◆ **TASK TO COMPLETE**: Arrange the items as a Markdown table with columns n and Line, one row for each line, from the line containing "Practice step: locate the red" through the end of the items, blank lines omitted.

◆ **SUPPLIED DATA**:
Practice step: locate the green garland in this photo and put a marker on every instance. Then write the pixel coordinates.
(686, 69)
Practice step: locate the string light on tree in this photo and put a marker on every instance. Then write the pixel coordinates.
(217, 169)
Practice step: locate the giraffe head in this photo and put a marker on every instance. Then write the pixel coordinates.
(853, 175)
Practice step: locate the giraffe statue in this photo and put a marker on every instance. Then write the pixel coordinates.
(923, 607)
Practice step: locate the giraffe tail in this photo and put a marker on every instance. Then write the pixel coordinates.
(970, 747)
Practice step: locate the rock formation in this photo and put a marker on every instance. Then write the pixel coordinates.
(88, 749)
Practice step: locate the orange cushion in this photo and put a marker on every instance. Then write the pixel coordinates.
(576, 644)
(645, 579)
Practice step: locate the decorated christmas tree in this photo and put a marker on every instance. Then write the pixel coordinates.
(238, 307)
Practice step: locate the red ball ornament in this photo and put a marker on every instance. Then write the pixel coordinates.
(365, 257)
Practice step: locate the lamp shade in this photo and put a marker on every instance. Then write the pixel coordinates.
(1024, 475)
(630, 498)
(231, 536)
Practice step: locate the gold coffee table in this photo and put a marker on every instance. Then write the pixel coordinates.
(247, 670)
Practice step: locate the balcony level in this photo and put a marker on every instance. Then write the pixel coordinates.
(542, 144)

◆ **REPLY**:
| n | Line |
|---|---|
| 1 | Practice step: locate the red ball ornament in this photo and put a marker on every instance. Then write the pixel coordinates. |
| 2 | (365, 257) |
| 3 | Practice step: locate the lamp shade in this photo and put a marker on every instance. Then write the pixel coordinates. |
| 4 | (1024, 475) |
| 5 | (630, 498) |
| 6 | (231, 536) |
| 7 | Practice step: locate the gold coffee table in this photo and put a marker on every instance. Then write the pixel coordinates. |
| 8 | (247, 670) |
| 9 | Practice step: locate the balcony level in this photo and put a marker on every instance. Then write the pixel coordinates. |
| 10 | (542, 144) |